Supplied passage:

****************

For the medical dataset we show the Shapley values computed by the DeepNotebook. As one can see in Fig. 7, different features are important for the separate classifications. This is a distinct case when compared to the Adult example, since in a multi-class prediction, the Shapley values and explanation vectors will not be symmetrical. Overall, the troponin levels (features lb_mmy) are the most important predictive features, which aligns with the strong mutual information coupling to the diagnosis and the medical background knowledge. The next important features contain information about symptoms, admission to the ICU, and ECG patterns detected. This conforms clearly to the expectation, for example in cases where the symptoms leading to ICU admission are long passed (feature qu_sym001 with high values) the chances of an acute infarction are far lower, while a specific ECG signal (low values for feature pe_ecg0041) are indicative of a STEMI type myocardial infarction (this signal is very typical for STEMI infarctions). The signal for the strong indicator troponin is only relevant for excluding heart attacks, STEMI and NSTEMI type occurrences both lead to high levels, although very high levels seem mostly indicative of a STEMI type infarction. For differentiating between different types of infarction, looking for example at the ECG result can help. This is a good starting point for a more in depth analysis of the detailed differences between the different heart attack types. Overall, DeepNotebooks can yield several findings that were not obvious to non-medics but conformed to medical knowledge.

****************

Problem set:
1. Which feature identifiers (written like lb_mmy) does the passage on Shapley values for the medical dataset mention? List every one.
2. According to the passage on Shapley values for the medical dataset, which features are the most important predictive features overall?

Data excerpts:
****************

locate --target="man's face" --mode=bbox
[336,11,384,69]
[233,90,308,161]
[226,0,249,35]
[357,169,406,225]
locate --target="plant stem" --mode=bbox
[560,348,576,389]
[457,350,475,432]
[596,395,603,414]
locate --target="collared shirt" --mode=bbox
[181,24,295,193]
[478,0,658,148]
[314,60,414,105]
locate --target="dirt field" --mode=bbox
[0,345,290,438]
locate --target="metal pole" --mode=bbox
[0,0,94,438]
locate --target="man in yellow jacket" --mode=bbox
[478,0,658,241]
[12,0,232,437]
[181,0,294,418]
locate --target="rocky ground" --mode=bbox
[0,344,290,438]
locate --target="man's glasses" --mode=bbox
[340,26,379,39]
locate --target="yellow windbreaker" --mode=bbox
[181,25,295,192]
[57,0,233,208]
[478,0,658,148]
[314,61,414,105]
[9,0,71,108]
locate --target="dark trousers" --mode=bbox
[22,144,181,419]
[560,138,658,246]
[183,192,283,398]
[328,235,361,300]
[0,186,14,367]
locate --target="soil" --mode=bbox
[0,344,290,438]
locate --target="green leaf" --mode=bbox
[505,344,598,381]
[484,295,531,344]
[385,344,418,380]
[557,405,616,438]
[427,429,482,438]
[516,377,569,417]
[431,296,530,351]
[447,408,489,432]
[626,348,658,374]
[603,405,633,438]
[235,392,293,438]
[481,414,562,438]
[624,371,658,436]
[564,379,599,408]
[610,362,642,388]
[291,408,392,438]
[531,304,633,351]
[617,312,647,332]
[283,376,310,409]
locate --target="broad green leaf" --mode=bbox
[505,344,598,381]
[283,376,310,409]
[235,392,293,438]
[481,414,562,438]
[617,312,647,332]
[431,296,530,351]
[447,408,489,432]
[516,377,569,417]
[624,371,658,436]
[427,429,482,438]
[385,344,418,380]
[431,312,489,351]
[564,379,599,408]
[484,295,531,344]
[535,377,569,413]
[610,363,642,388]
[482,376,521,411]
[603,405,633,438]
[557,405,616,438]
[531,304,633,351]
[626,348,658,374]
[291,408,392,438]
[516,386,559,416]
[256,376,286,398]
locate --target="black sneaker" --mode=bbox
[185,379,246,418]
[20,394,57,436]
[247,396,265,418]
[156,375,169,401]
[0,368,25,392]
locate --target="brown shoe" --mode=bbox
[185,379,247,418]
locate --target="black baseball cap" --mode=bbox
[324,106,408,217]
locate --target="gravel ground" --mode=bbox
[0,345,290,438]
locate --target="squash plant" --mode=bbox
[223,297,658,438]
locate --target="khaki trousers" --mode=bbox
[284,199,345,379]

****************

Answers to the tasks:
1.
lb_mmy
qu_sym001
pe_ecg0041

2. The troponin levels (features lb_mmy).